**REQUEST:** According to the TruePeakDetector page, how can the accuracy of the two intersample detection techniques be judged? Answer in one to three sentences.

**GIVEN TEXT:**
TruePeakDetector use example

This algorithm implements the “true-peak” level meter as descripted in the second annex of the ITU-R BS.1770-2[1] or the ITU-R BS.1770-4[2] (default).

Note: the parameters 'blockDC' and 'emphatise' work only when 'version' is set to 2.

    References:
    [1] Series, B. S. (2011). Recommendation  ITU-R  BS.1770-2. Algorithms to
    measure audio programme loudness and true-peak audio level,
    https://www.itu.int/dms_pubrec/itu-r/rec/bs/R-REC-BS.1770-2-201103-S!!PDF-E.
    pdfe  
    [2] Series, B. S. (2011). Recommendation  ITU-R  BS.1770-4. Algorithms
    to measure audio programme loudness and true-peak audio level,
    https://www.itu.int/dms_pubrec/itu-r/rec/bs/R-REC-BS.1770-4-201510-I!!PDF-E.
    pdf

In [1]:
import essentia.standard as es
import numpy as np
import matplotlib
matplotlib.use('nbagg')
import matplotlib.pyplot as plt
import ipywidgets as wg
from IPython.display import Audio 
from essentia import array as esarr

plt.rcParams["figure.figsize"] =(9, 5)

The problem of true peak estimation

The following widget demonstrates two intersample detection techniques:

  • Signal upsampling.
  • parabolic interpolation.

The accuracy of both methods can be assessed in real-time by shifting the sampling points in a Sinc function and evaluating the error produced by both systems.

Stored items
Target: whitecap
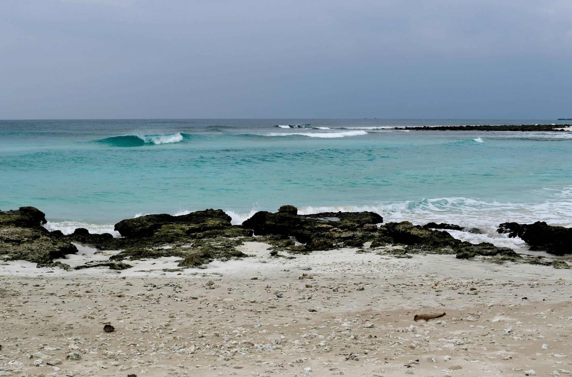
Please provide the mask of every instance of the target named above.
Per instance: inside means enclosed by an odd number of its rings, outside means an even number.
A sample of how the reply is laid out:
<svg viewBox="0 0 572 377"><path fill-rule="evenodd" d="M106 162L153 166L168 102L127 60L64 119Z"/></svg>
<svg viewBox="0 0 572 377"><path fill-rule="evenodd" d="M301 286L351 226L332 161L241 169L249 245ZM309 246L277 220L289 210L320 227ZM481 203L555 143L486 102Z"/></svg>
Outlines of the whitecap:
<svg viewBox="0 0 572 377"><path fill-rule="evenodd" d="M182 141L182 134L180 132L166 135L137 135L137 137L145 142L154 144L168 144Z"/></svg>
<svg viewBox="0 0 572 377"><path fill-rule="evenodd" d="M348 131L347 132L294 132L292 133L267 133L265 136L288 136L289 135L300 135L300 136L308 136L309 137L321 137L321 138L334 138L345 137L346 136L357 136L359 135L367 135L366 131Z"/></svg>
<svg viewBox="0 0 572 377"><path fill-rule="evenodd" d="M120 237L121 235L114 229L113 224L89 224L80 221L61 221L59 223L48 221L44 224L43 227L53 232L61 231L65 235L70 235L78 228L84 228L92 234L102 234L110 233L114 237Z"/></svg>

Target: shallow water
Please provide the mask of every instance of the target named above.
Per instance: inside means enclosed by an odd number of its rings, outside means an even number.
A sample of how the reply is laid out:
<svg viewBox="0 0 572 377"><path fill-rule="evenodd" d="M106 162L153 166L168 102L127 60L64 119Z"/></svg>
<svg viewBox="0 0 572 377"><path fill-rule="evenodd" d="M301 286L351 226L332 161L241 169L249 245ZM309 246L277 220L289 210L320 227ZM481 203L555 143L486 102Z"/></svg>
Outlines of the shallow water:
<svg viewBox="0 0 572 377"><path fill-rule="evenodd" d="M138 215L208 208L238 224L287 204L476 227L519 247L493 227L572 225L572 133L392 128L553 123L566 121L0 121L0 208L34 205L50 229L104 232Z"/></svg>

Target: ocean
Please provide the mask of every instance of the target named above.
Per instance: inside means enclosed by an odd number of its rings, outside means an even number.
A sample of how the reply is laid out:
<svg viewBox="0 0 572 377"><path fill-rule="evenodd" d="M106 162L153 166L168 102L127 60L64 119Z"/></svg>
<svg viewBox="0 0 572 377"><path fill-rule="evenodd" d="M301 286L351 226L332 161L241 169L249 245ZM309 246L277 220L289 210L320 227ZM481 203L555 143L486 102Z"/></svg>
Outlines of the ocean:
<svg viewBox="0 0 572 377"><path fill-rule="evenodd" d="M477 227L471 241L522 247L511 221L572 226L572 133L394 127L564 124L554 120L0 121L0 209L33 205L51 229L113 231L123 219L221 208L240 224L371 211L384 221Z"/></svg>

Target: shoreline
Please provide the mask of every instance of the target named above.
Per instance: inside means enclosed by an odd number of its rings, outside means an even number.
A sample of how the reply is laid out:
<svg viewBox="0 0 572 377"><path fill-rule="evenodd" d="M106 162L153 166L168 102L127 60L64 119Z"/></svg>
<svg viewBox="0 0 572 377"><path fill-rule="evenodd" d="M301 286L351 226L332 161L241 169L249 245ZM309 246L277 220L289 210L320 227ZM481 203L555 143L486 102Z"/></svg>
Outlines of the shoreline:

**COMPLETED EXERCISE:** The accuracy of signal upsampling and parabolic interpolation can be assessed in real time by shifting the sampling points in a Sinc function. The error each method produces is then evaluated.